Right now, I like Cepheus Deluxe since in tech and feel it works very well, and the skills are 1-to-1 with the piloting and gunnery skills. The career paths also make interesting characters, and are compatible with a universe like this and add depth to it outside the mechs. Scouts, ambassadors, pilots, ground soldiers,  merchants, criminals, and all sorts of personalities fill in the places between mech battles very nicely. I may make a few career tables based on the ones given to be more mech dedicated and use the more mech-focused skills, but if I allow swaps for skills I feel work better the charts work well as-is.

The roleplaying system should be simple and stay out of the way of the main attraction, the Battletech rules, and the mech fights. The RPG rules ideally set up the reason "why" the next fight is happening, and give you the "inside the hex" view during missions where pilots need to get out of mechs and rescue a VIP in an installation before fleeing to safety and getting covered by a skirmish force.

Right now this game is competing with Starfinder as my sci-fi game of choice. In Starfinder you have this artificial "video game" style of powering up a starship between battles, and it feels a bit programmed and on rails. There, the bold and iconic characters are the stars of the show, like the Guardians of the Galaxy movie.

Collected material →
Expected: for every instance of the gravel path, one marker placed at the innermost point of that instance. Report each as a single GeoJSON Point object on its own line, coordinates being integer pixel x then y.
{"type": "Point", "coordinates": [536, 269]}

Task details → Could you set down, word for word, the part of the tabletop roleplaying passage above that opens with the words containing "Right now this" and closes with "the Galaxy movie."?

Final answer →
Right now this game is competing with Starfinder as my sci-fi game of choice. In Starfinder you have this artificial "video game" style of powering up a starship between battles, and it feels a bit programmed and on rails. There, the bold and iconic characters are the stars of the show, like the Guardians of the Galaxy movie.